** Start of The records **

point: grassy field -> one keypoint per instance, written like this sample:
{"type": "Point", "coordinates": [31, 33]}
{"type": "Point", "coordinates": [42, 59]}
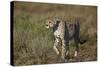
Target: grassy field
{"type": "Point", "coordinates": [33, 42]}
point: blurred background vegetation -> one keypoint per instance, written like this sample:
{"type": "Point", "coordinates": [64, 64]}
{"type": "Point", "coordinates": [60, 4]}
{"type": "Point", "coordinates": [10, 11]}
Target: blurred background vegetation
{"type": "Point", "coordinates": [33, 43]}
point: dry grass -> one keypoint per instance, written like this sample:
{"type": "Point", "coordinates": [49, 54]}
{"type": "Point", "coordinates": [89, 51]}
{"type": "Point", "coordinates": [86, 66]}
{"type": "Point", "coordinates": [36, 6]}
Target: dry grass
{"type": "Point", "coordinates": [33, 43]}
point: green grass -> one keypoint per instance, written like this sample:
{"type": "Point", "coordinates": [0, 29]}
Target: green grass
{"type": "Point", "coordinates": [33, 42]}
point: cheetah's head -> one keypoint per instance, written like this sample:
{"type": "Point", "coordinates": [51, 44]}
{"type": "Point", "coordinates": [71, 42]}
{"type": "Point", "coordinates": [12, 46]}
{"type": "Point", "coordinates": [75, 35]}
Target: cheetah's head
{"type": "Point", "coordinates": [51, 23]}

** End of The records **

» **Instructions to follow**
Only the lines from the one holding "point: green grass" through the end of the listing should be given again, exactly and with both ends included.

» **Exercise answer**
point: green grass -> one keypoint per instance, written like this sample:
{"type": "Point", "coordinates": [0, 29]}
Target: green grass
{"type": "Point", "coordinates": [33, 42]}
point: cheetah's head -> one keypoint per instance, written like this sample:
{"type": "Point", "coordinates": [51, 44]}
{"type": "Point", "coordinates": [71, 42]}
{"type": "Point", "coordinates": [12, 46]}
{"type": "Point", "coordinates": [75, 35]}
Target: cheetah's head
{"type": "Point", "coordinates": [51, 23]}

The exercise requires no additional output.